**Trecho apresentado**
------------------------------------------------------------------------

É quando lembra do caso da aluna da Unipampa que foi vítima de importunação sexual no ônibus no trajeto para a universidade. Você lembra das vezes em que corpos masculinos roçaram em você no transporte indo para a escola. Das vezes em que tentava afastar o seu corpo de gestos invasores, e depois tinha vergonha, apesar de ser você a vítima. Vem à memória a raiva silenciada por todos os assédios que já vivenciou e sente orgulho da coragem da moça que não se calou.

Amanhece um domingo que parece igual aos outros. Uma certa preguiça no sol que esfria na  manhã bajeense. Você abre o portal de notícias e lê que jovem advogada é assassinada ao tentar apartar uma briga entre um homem e uma mulher, na cidade de Bagé. Vão dizer que em briga de marido e mulher não se mete a colher, que ela não deveria ter interferido, mas você não vai deixar que mais uma vez a vítima seja a culpada; que mais uma mulher seja julgada por não ter se omitido. E sem saber, a próxima vítima é você. Depois do ocorrido, você recebe homenagens por ter arriscado a própria vida pelo bem de outra igual, mas ainda assim, mesmo não estando mais aqui, é alvo de julgamentos, porque embora a culpa fosse do homem, se apanha é porque quer e todas nós resistiríamos mais um pouquinho.

Você, exausta ao final de uma semana inteira lendo, todos os dias, um novo caso de violência para com o seu gênero, se sente vulnerável, exposta, raivosa e até um pouco arisca. O domingo vai se acabando e junto dele se vai o pouco de segurança que ainda restava. Você respira fundo. Não há o que possa ser feito do dia para a noite. Se pergunta que abusos e agressões estão por vir agora. Sente medo de ser a próxima, como se já não tivesse sido antes. Sente medo por suas familiares, por suas amigas. Sente ódio. E, ainda assim, orgulho porque sabe que não vai desistir. Sabe que nenhuma de nós vai desistir, não importa o quanto piore. Sabe que não está sozinha Se der vontade de desistir, sabe que estaremos juntas, não importa o que piore. Entende que são atos de força e coragem para expor a agressão (e não a vergonha, porque é um crime) que trazem as mudanças. Então, você se deita pronta para usar todos esses sentimentos ruins como combustível para voltar à luta ao começo de mais uma segunda, terça, quarta, quinta e sexta até o fim dos dias.  E adormece com consciência de que ninguém tem o controle, muito menos poder pelo seu corpo, que é por isso que vai se levantar e fazer o que precisa ser feito.

------------------------------------------------------------------------

**Itens fornecidos**
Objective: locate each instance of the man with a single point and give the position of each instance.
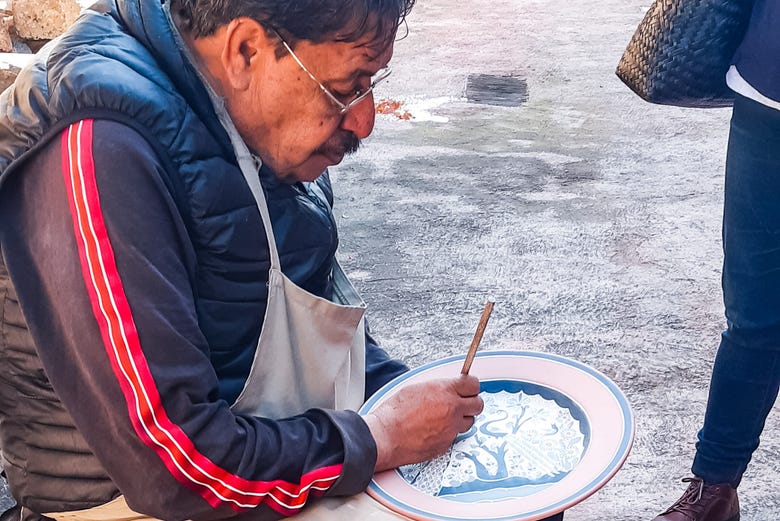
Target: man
(177, 338)
(746, 374)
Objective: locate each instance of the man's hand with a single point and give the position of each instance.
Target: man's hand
(421, 420)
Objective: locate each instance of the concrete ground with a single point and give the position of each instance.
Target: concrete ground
(591, 217)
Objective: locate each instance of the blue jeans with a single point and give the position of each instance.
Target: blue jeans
(746, 374)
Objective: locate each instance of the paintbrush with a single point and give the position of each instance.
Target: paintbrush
(477, 337)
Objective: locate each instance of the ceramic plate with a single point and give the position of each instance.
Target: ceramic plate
(552, 433)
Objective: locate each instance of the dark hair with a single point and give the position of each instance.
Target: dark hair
(313, 20)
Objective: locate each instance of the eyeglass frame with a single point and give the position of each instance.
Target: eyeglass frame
(380, 76)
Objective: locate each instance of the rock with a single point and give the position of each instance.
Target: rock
(6, 43)
(44, 19)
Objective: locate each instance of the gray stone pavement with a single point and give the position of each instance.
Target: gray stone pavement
(591, 217)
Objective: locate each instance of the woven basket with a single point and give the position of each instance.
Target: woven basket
(680, 53)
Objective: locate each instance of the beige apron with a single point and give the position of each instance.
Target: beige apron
(311, 351)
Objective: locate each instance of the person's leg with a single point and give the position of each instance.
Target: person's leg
(746, 374)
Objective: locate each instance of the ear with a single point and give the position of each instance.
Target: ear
(246, 46)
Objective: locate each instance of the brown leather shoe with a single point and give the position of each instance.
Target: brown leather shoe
(704, 502)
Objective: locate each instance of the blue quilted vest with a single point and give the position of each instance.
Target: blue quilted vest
(120, 62)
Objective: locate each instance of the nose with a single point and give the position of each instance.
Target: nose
(359, 119)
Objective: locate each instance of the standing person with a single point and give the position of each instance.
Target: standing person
(746, 374)
(177, 339)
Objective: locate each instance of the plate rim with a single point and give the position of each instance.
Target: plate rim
(622, 449)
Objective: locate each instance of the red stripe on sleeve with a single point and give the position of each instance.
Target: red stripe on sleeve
(120, 338)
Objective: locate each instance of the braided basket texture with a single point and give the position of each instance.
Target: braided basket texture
(682, 49)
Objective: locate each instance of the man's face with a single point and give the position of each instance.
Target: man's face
(286, 118)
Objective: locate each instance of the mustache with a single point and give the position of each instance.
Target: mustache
(347, 142)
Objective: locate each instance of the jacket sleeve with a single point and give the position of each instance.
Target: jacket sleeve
(102, 264)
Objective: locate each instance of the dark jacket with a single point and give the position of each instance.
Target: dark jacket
(758, 57)
(133, 287)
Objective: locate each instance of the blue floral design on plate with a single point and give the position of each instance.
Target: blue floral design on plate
(527, 438)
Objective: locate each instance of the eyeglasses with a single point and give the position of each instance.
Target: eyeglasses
(360, 95)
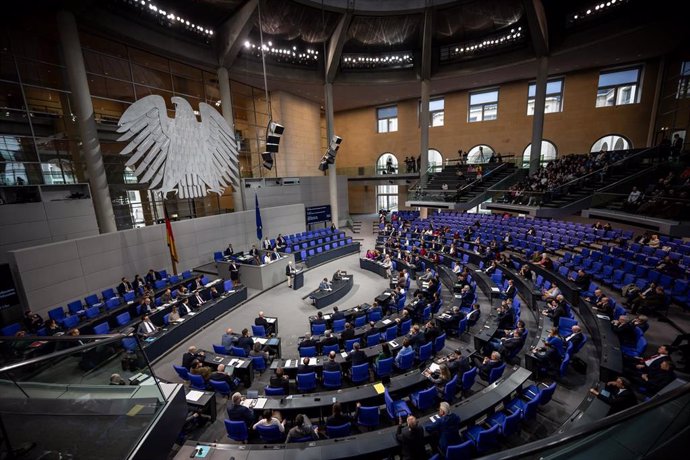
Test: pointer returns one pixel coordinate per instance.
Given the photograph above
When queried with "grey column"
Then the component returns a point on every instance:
(330, 131)
(538, 120)
(83, 108)
(424, 130)
(226, 107)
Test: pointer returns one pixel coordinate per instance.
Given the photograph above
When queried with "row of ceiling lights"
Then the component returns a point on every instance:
(596, 9)
(268, 48)
(489, 43)
(170, 16)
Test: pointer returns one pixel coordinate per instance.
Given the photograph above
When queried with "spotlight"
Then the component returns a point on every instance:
(267, 158)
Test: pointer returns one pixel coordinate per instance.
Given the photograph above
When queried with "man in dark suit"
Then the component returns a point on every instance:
(357, 356)
(446, 429)
(337, 314)
(262, 321)
(151, 277)
(245, 342)
(576, 337)
(347, 334)
(489, 363)
(305, 368)
(221, 376)
(331, 365)
(124, 286)
(506, 317)
(146, 327)
(620, 397)
(457, 363)
(237, 412)
(410, 436)
(197, 299)
(191, 355)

------------------------------------------------------------------------

**Ação solicitada 1**
Diga se cada afirmação abaixo está de acordo com o texto sobre violência contra mulheres, respondendo sim ou não e citando as palavras do texto que decidem a resposta. (a) A advogada morta em Bagé tentava apartar uma briga entre um homem e uma mulher. (b) A aluna da Unipampa ficou calada depois da importunação no ônibus. (c) Com o fim do domingo, a sensação de segurança aumenta.
**Ação solicitada 2**
Escreva o que vem depois da última frase do texto sobre violência contra mulheres, mantendo o tom e a voz em segunda pessoa.
Os itens não são necessários para esta atividade.

**Campo de resposta 1**
(a) Sim: "jovem advogada é assassinada ao tentar apartar uma briga entre um homem e uma mulher, na cidade de Bagé".
(b) Não: "sente orgulho da coragem da moça que não se calou".
(c) Não: "O domingo vai se acabando e junto dele se vai o pouco de segurança que ainda restava".

**Campo de resposta 2**
Após refletir sobre sua força e necessidade de continuar, decide descontrair um pouco nas redes sociais, porque, após tantas notícias ruins, merecemos um pouco de paz. Então, ao rolar o feed, você é pega de surpresa pela notícia de que mais um corpo feminino havia sido violentado, desta vez um corpo em trabalho de parto. O abusador? Um profissional da saúde, um anestesista. Contraditório, não? Alguém que deveria livrá-la da dor acaba por causar-lhe traumas incuráveis com uma seringa.  

Corpos, meros corpos? Pessoas? Seres humanos? Não, ‘só’ mulheres. Mulheres que têm vidas, que têm sentimentos, que têm amores e dores. Mulheres que sofrem dia após dia, seja por experiência própria, seja por sororidade. Mulheres que implicam, replicam e suplicam por segundo de paz e todos os dias se perguntam “eu suportaria ficar mais um pouquinho?” Será mesmo que deveríamos ter que suportar?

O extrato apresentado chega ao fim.